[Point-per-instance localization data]

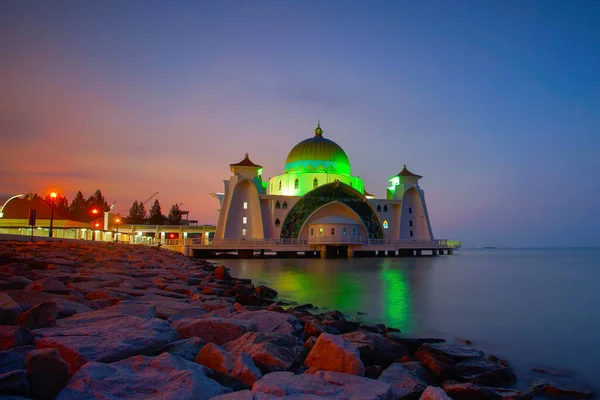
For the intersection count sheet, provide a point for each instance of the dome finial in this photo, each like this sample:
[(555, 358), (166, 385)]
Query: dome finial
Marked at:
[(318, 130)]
* * *
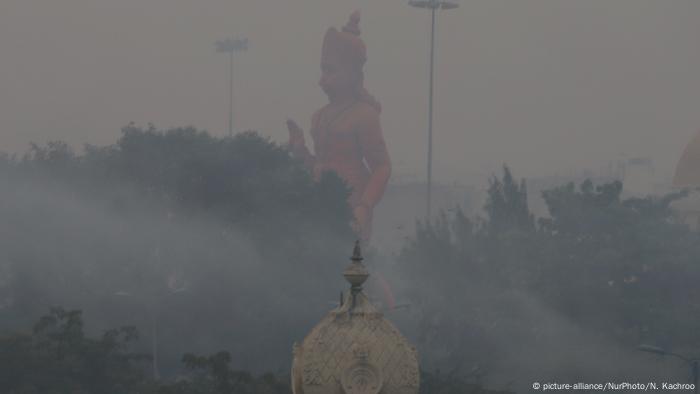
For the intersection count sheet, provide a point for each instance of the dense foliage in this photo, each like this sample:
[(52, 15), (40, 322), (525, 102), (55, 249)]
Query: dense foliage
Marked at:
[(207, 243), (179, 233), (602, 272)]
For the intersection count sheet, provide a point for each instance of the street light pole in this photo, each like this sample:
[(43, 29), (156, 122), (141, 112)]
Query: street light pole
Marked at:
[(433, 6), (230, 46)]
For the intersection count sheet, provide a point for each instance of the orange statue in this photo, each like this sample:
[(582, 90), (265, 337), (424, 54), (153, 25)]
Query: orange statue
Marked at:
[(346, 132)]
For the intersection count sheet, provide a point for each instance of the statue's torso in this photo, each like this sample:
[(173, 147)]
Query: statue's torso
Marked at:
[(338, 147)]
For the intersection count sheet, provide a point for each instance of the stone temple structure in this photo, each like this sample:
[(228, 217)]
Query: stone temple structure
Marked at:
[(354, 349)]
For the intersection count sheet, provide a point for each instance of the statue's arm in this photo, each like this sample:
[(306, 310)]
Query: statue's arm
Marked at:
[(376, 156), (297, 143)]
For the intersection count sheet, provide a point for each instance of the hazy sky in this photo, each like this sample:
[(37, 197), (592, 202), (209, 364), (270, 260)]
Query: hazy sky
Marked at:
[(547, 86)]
==
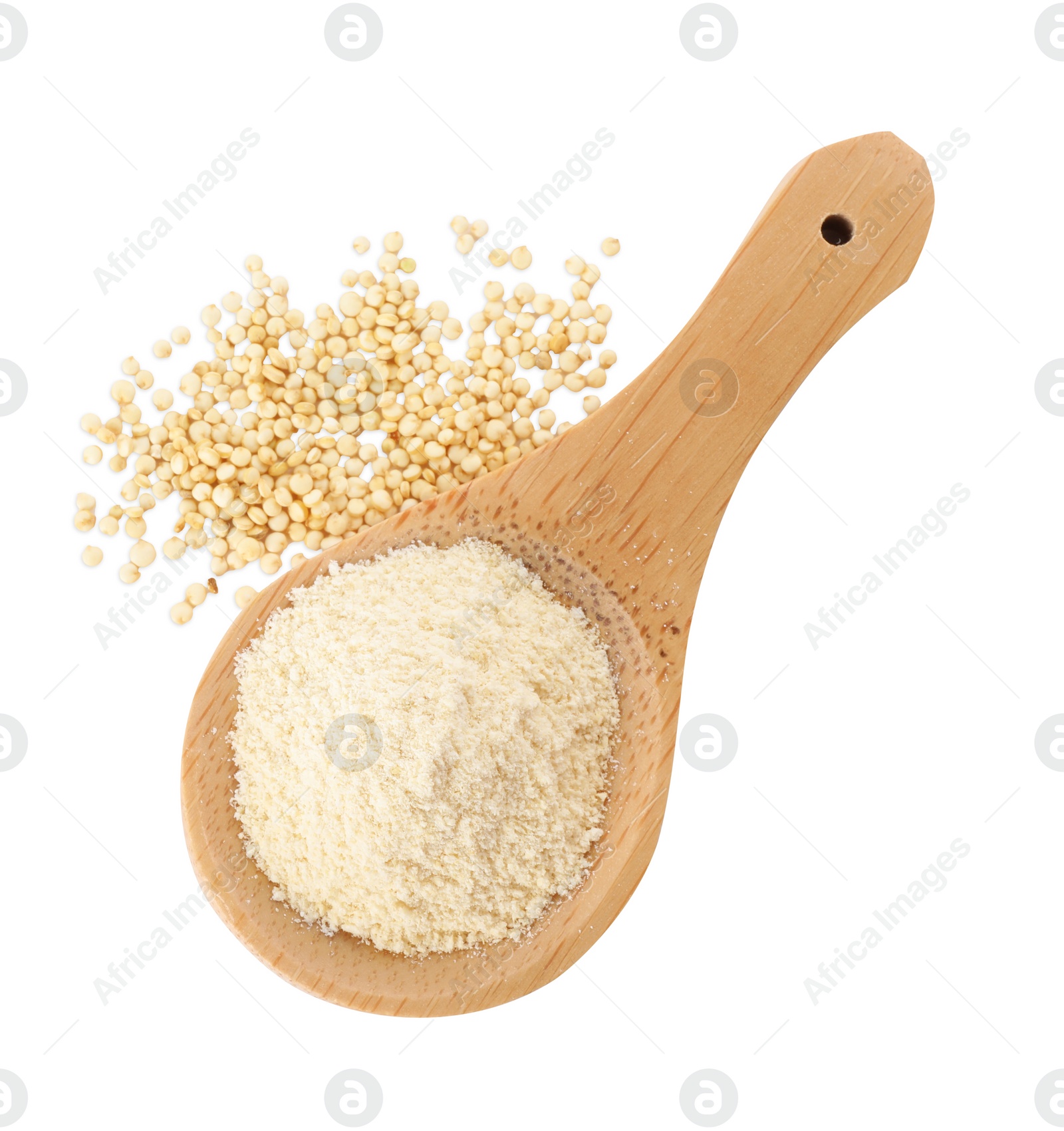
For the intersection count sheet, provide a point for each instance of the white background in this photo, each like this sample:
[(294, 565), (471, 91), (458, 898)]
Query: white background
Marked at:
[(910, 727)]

What is required: Please find every line in the records that contains the word "temple", and copy it out.

Solution for this problem:
For the intersection count sheet, provide a point for each instance of the stone temple structure in this photo, each like this sample:
Query: stone temple structure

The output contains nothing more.